## Region segmentation data
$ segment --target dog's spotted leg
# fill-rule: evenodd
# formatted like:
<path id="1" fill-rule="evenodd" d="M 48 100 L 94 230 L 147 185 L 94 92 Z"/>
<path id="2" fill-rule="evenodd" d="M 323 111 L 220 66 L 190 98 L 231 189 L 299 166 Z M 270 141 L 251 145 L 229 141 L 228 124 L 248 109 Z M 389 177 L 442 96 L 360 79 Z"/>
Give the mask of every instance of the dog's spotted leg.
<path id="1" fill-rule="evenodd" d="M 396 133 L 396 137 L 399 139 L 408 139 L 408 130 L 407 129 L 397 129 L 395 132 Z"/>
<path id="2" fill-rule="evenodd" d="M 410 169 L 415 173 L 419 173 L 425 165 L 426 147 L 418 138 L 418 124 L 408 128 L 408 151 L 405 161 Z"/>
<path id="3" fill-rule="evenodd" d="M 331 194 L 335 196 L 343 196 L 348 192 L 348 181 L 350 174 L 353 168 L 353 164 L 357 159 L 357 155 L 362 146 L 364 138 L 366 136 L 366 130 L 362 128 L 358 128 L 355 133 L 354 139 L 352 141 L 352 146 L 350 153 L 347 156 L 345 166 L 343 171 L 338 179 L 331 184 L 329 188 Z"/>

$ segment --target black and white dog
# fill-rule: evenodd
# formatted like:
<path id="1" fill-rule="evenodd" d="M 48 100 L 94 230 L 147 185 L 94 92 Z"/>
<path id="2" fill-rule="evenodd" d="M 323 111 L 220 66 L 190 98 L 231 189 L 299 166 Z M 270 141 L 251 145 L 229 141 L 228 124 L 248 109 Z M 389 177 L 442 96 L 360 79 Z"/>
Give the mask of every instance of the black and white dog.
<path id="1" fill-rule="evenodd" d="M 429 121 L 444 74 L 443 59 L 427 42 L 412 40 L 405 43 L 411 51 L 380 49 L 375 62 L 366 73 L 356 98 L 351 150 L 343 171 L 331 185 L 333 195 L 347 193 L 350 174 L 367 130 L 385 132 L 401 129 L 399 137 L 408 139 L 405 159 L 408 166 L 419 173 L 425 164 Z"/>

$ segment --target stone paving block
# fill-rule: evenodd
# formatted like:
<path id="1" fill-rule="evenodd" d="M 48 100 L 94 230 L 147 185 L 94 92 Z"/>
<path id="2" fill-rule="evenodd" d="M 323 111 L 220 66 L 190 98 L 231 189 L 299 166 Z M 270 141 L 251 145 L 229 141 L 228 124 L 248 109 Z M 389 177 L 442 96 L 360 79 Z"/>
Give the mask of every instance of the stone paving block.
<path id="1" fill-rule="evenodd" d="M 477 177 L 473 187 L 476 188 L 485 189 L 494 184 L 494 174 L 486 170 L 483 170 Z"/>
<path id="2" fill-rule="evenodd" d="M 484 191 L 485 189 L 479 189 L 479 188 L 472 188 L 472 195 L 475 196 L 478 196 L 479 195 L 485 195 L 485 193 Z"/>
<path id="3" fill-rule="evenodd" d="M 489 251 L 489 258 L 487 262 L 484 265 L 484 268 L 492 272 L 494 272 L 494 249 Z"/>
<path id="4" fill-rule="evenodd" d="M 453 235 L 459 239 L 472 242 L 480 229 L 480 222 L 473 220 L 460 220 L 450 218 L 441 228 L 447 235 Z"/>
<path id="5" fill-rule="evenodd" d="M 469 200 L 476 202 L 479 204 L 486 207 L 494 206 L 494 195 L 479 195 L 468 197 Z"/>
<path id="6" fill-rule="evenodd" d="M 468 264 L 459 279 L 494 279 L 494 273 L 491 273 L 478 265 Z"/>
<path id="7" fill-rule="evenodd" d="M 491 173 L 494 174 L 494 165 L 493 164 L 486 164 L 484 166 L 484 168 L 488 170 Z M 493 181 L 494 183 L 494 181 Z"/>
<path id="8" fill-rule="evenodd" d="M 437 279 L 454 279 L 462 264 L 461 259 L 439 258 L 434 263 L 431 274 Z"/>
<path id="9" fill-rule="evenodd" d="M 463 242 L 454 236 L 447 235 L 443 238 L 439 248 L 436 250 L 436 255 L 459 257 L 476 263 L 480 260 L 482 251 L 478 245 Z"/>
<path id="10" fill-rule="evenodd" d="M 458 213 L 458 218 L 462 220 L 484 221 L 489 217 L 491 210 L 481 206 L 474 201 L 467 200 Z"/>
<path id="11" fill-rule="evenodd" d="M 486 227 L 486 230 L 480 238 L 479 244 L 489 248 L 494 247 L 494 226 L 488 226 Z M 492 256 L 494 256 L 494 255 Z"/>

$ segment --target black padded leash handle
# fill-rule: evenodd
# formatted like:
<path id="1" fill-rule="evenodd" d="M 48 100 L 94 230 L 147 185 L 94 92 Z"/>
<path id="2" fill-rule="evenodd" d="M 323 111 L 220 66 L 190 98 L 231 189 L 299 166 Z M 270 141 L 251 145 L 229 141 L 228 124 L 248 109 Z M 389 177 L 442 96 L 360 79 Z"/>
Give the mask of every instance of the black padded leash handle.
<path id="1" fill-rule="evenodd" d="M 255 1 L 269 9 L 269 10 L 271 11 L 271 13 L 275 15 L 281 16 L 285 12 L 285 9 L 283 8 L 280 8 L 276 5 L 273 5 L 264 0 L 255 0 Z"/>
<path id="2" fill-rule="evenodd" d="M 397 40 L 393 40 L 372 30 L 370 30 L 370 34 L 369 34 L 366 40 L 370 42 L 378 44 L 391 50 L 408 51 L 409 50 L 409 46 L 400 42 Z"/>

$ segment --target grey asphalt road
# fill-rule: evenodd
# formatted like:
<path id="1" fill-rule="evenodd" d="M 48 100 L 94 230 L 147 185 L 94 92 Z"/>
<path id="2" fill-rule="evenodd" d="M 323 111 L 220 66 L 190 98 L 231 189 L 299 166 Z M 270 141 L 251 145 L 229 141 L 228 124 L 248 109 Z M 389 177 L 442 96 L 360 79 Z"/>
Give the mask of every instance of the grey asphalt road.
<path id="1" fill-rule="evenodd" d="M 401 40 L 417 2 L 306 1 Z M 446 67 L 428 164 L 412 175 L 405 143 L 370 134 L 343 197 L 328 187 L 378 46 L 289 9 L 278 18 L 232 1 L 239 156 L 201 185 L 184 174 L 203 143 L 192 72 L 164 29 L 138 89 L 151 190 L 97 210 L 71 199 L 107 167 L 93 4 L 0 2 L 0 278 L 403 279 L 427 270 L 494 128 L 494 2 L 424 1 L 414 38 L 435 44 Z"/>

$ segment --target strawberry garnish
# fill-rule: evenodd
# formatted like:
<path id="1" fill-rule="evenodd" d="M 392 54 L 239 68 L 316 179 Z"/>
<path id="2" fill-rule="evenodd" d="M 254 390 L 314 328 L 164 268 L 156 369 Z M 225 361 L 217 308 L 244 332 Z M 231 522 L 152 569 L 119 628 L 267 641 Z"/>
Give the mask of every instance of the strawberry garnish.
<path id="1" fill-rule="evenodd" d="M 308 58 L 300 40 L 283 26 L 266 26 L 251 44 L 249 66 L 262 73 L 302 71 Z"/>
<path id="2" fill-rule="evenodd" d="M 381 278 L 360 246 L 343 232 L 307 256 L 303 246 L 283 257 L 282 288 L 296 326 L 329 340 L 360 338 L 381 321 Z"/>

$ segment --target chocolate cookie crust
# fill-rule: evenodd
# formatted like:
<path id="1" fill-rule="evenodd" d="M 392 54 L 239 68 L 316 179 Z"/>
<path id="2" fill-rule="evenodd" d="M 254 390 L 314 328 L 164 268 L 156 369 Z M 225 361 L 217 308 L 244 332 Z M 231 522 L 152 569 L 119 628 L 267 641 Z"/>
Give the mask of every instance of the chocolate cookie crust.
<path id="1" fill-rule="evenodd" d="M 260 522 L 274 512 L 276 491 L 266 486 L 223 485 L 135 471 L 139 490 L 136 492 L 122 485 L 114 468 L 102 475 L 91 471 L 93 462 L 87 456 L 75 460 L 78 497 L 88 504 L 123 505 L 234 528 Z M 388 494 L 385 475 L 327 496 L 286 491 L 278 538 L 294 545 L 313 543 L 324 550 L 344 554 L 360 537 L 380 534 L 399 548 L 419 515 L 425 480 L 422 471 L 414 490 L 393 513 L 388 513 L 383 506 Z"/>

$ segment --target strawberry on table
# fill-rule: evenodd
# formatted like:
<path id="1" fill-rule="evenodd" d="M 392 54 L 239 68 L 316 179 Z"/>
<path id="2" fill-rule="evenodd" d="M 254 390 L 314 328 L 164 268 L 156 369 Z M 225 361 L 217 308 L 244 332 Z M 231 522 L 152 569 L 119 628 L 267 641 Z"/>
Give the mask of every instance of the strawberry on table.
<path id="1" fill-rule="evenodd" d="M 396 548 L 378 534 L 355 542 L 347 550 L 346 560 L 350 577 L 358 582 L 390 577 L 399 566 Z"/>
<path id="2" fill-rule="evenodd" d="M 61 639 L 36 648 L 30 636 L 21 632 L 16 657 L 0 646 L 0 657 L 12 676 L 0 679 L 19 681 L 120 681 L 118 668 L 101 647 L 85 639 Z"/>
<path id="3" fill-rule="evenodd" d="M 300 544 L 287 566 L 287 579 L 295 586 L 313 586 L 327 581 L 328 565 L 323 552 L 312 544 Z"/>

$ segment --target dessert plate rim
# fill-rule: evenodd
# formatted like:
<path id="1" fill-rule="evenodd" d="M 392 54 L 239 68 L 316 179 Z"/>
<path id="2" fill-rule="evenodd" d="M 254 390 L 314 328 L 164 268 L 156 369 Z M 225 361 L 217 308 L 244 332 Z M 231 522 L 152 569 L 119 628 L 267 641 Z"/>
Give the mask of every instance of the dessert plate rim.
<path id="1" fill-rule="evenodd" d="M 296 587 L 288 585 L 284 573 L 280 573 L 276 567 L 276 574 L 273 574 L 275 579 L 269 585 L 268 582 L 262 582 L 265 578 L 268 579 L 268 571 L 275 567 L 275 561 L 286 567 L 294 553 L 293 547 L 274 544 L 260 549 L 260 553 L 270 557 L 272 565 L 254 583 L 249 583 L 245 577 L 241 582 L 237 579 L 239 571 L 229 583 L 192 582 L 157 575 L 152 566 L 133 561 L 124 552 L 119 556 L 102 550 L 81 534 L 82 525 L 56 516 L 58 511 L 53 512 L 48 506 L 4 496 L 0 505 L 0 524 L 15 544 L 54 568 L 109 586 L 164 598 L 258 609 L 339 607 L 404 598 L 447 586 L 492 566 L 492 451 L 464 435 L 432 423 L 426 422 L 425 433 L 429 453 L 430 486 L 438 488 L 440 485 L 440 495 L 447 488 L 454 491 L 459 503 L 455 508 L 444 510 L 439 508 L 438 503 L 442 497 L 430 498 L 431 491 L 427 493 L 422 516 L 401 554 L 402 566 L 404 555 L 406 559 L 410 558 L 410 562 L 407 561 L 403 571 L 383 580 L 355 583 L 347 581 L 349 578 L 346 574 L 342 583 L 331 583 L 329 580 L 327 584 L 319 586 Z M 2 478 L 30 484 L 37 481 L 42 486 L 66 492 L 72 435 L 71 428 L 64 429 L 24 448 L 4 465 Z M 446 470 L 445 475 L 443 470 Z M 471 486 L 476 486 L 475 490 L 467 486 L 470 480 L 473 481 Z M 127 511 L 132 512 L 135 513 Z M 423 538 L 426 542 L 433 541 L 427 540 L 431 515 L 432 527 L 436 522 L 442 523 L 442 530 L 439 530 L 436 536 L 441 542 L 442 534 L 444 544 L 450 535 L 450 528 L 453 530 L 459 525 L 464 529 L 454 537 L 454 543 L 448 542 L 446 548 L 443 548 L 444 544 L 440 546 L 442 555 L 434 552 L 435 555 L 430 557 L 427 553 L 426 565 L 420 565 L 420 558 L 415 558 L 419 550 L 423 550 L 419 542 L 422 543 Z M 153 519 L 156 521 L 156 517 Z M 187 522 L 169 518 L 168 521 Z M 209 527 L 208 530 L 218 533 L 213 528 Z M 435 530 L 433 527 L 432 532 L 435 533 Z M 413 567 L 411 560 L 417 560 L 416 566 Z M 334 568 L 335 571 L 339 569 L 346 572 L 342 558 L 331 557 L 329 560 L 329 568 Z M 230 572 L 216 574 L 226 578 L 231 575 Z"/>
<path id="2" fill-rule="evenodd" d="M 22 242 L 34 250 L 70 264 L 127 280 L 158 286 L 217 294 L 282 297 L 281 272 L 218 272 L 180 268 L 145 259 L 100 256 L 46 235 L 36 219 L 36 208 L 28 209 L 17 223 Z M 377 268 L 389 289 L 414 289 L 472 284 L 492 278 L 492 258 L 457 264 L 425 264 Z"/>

## Problem description
Retype the entries verbatim, beginning at the line containing "--target stone paving block" and continuing through the line containing "437 279 L 454", with both of those lines included.

## Answer below
$ segment --target stone paving block
# fill-rule: evenodd
# formatted like:
<path id="1" fill-rule="evenodd" d="M 48 100 L 94 230 L 147 185 L 94 92 Z"/>
<path id="2" fill-rule="evenodd" d="M 323 111 L 220 66 L 190 98 L 231 189 L 299 166 Z M 270 141 L 251 145 L 229 141 L 228 124 L 248 109 Z M 389 177 L 442 96 L 360 79 Z"/>
Give the mask of every instance of the stone paving block.
<path id="1" fill-rule="evenodd" d="M 477 177 L 473 187 L 476 188 L 485 189 L 494 184 L 494 174 L 486 170 L 483 170 Z"/>
<path id="2" fill-rule="evenodd" d="M 484 191 L 485 189 L 479 189 L 479 188 L 472 188 L 472 195 L 475 196 L 478 196 L 479 195 L 485 195 L 485 193 Z"/>
<path id="3" fill-rule="evenodd" d="M 489 251 L 489 258 L 487 262 L 484 265 L 484 268 L 492 272 L 494 272 L 494 249 Z"/>
<path id="4" fill-rule="evenodd" d="M 453 235 L 459 239 L 472 242 L 480 229 L 480 222 L 473 220 L 460 220 L 450 218 L 441 228 L 447 235 Z"/>
<path id="5" fill-rule="evenodd" d="M 469 200 L 476 202 L 479 204 L 486 207 L 494 206 L 494 195 L 479 195 L 468 197 Z"/>
<path id="6" fill-rule="evenodd" d="M 468 264 L 459 279 L 494 279 L 494 273 L 491 273 L 478 265 Z"/>
<path id="7" fill-rule="evenodd" d="M 491 173 L 494 174 L 494 165 L 493 164 L 486 164 L 484 166 L 484 168 L 488 170 Z M 493 181 L 494 183 L 494 181 Z"/>
<path id="8" fill-rule="evenodd" d="M 437 279 L 454 279 L 462 264 L 461 259 L 439 258 L 434 263 L 431 274 Z"/>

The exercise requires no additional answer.